**Problems and tasks:**
**a)** Answer these questions from the Temo Callahan biography:
(i) Which political party did Callahan belong to?
(ii) Whom was Callahan's given name, Artemas Killian, meant to honor?
(iii) In what town did Callahan die?
**b)** Write the next few sentences of the Temo Callahan biography, beginning after its final sentence.

**Document text:**
==========

Member of the Alabama House of Representatives
- In office 1930–1934
- In office 1947–1951
- In office 1955–1967

Personal details
- Born: May 18, 1904 Tuscaloosa, Alabama
- Died: May 19, 2001 (aged 97) Northport, Alabama
- Party: Democratic
- Education: University of Alabama
- Profession: lawyer

= Temo Callahan =

American politician

Artemas Killian Callahan, known as Temo Callahan, (May 18, 1904 – May 19, 2001) was a politician in the American state of Alabama.

Callahan was born in 1904 in Tuscaloosa. His name, Artemas Killian, was in honor of a doctor, Artemas Daniel Killian, that revived him when he died as an infant. He attended law school at the University of Alabama in 1926 and would go into practice in that same year. He would also serve as a license inspector and as assistant solicitor for Tuscaloosa County.

==========

Items stored from a collection:
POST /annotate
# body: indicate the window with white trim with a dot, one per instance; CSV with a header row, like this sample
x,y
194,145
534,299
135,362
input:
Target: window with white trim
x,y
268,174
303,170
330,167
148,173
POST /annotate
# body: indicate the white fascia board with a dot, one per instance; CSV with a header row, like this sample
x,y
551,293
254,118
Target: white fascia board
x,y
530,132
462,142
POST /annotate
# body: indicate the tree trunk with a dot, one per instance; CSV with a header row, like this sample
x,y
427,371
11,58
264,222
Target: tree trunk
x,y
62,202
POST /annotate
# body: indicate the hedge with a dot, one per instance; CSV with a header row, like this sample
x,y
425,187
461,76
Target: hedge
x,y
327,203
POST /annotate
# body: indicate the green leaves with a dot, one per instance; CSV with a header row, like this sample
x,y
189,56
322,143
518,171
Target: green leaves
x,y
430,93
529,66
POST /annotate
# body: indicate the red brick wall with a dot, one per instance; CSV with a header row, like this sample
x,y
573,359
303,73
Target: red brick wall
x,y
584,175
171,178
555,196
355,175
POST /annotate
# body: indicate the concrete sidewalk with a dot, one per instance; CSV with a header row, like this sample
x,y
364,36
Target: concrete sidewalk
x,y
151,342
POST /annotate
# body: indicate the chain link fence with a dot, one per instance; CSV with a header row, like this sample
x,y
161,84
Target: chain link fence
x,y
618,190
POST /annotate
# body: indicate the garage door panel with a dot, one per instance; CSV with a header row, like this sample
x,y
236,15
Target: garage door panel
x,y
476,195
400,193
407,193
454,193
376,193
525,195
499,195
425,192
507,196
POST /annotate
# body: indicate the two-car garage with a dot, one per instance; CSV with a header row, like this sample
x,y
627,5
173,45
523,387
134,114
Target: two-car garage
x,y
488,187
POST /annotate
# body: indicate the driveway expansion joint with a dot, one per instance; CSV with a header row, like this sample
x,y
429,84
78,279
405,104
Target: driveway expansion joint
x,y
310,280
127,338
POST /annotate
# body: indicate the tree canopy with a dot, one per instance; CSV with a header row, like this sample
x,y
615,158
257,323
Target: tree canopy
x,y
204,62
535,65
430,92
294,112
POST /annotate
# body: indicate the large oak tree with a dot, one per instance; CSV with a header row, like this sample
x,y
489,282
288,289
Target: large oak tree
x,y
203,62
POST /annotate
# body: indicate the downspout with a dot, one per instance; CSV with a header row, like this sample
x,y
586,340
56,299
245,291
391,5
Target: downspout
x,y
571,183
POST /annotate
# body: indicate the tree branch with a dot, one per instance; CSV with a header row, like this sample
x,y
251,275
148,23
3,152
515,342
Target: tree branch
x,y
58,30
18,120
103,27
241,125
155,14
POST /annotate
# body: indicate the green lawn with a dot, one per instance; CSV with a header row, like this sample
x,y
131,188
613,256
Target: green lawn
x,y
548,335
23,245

==========

**Answers below:**
**a)**
(i) The Democratic Party.
(ii) Artemas Daniel Killian, a doctor who revived him when he died as an infant.
(iii) Northport, Alabama.

**b)**
He was first elected to the Alabama House of Representatives in 1930, serving a single term until 1934. He would be re-elected on another four occasions, serving from 1947 to 1951, and 1955–67. He was a member of the House Interim Committee on Mental Health and the House Judiciary Committee. During his time in the house he was known as an advocate of the University of Alabama, Bryce Hospital, Partlow State School, and Tuscaloosa County's labor movement. He was also one of the legislators that passed a bill to help finance a hospital, in which he later served on its board of directors. As a lawyer, Callahan was one of the first in the area to include African Americans on his juries. After his service in the house, he would return to his law practice in which he would retire from in 1998, at the age of 94.

He married Marguerite Tarwater in 1942; with her he had two children. A Baptist by religion, he was an avid fiddle player, and a member of a musicians' union. He died at the age of 97 at a nursing home in 2001, one day after his birthday.